[The task]: Render the items as a numbered list, beginning with the first line and going on through the line with "point(144, 247)", both included. Leave out any blank lines.

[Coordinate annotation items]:
## Start
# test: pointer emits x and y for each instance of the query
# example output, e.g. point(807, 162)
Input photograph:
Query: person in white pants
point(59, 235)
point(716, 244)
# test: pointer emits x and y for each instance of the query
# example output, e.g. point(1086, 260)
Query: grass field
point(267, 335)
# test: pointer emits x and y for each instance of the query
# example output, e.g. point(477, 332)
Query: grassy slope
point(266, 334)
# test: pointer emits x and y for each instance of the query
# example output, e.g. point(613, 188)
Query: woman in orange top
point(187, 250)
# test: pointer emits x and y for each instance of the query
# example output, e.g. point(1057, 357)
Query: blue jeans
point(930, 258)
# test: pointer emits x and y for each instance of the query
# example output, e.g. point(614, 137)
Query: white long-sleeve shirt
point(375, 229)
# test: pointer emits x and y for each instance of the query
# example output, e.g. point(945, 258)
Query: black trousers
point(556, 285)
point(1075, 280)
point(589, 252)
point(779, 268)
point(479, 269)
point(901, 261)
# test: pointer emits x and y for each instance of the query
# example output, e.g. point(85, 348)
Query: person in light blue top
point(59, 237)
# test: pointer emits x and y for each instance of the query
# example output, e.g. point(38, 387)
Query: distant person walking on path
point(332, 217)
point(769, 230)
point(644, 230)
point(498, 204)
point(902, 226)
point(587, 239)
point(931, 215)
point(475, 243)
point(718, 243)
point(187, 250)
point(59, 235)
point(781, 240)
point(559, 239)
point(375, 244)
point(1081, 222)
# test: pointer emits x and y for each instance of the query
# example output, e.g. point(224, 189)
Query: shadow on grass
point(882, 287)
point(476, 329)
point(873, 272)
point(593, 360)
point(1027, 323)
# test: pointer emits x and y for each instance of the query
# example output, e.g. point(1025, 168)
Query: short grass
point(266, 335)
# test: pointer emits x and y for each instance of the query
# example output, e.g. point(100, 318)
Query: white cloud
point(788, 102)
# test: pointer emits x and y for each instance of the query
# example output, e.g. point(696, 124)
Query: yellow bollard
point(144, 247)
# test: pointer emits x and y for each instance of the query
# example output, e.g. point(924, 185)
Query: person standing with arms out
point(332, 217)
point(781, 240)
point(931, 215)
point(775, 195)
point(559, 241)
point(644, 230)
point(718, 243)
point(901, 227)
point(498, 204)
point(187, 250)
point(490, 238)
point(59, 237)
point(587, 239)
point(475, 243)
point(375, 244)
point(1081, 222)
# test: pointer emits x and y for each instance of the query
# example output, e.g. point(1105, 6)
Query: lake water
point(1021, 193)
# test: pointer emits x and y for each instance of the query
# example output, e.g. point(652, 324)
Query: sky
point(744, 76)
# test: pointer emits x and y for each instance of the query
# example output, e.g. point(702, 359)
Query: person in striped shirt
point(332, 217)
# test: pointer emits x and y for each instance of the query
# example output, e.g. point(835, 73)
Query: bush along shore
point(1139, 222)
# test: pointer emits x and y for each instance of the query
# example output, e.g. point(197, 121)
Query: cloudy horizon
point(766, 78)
## End
[Problem solution]:
1. # test: pointer emits x and y for each instance of the query
2. # example output, e.g. point(807, 162)
3. Input photograph:
4. Query: person in white pants
5. point(59, 235)
6. point(716, 244)
7. # test: pointer emits x and y for each instance of the query
8. # example output, e.g. point(1086, 260)
9. Query: grass field
10. point(267, 335)
11. # test: pointer emits x and y for each instance of the query
12. # example output, e.g. point(477, 332)
13. Query: grassy slope
14. point(266, 334)
15. # test: pointer emits x and y for each instance of the query
16. # example output, e.g. point(613, 188)
17. Query: woman in orange top
18. point(187, 250)
19. # test: pointer emits x and y for each instance of the query
20. # example output, e.g. point(1057, 357)
21. Query: blue jeans
22. point(930, 258)
23. # test: pointer emits x and y for each instance of the query
24. # example output, e.g. point(614, 137)
25. Query: white long-sleeve shirt
26. point(375, 229)
27. # test: pointer emits x and y for each instance of the query
28. # example output, e.g. point(945, 258)
29. Query: black trousers
30. point(556, 285)
31. point(1075, 280)
32. point(589, 252)
33. point(779, 268)
34. point(479, 269)
35. point(901, 261)
36. # test: pointer emits x and y for each instance of the query
37. # example output, e.g. point(85, 348)
38. Query: person in light blue top
39. point(59, 237)
40. # test: pointer emits x and y for each instance of the query
41. # example output, e.g. point(38, 387)
42. Query: distant person walking on path
43. point(332, 217)
44. point(769, 230)
45. point(644, 230)
46. point(498, 204)
47. point(902, 226)
48. point(587, 239)
49. point(931, 215)
50. point(475, 243)
51. point(718, 243)
52. point(187, 250)
53. point(59, 235)
54. point(781, 240)
55. point(559, 239)
56. point(375, 244)
57. point(1081, 222)
58. # test: pointer emits x and y for each instance of the query
59. # example output, e.g. point(224, 189)
60. Query: shadow on grass
61. point(882, 287)
62. point(476, 329)
63. point(873, 272)
64. point(593, 360)
65. point(1027, 323)
66. # test: pointer emits x and y for each instance of the query
67. # example output, e.g. point(1025, 168)
68. Query: short grass
69. point(266, 335)
70. # test: pointer emits x and y for each instance of the query
71. # example output, e.g. point(100, 318)
72. Query: white cloud
73. point(788, 102)
74. # test: pointer emits x and y for each instance of the query
75. # example output, e.g. point(696, 124)
76. Query: yellow bollard
77. point(144, 247)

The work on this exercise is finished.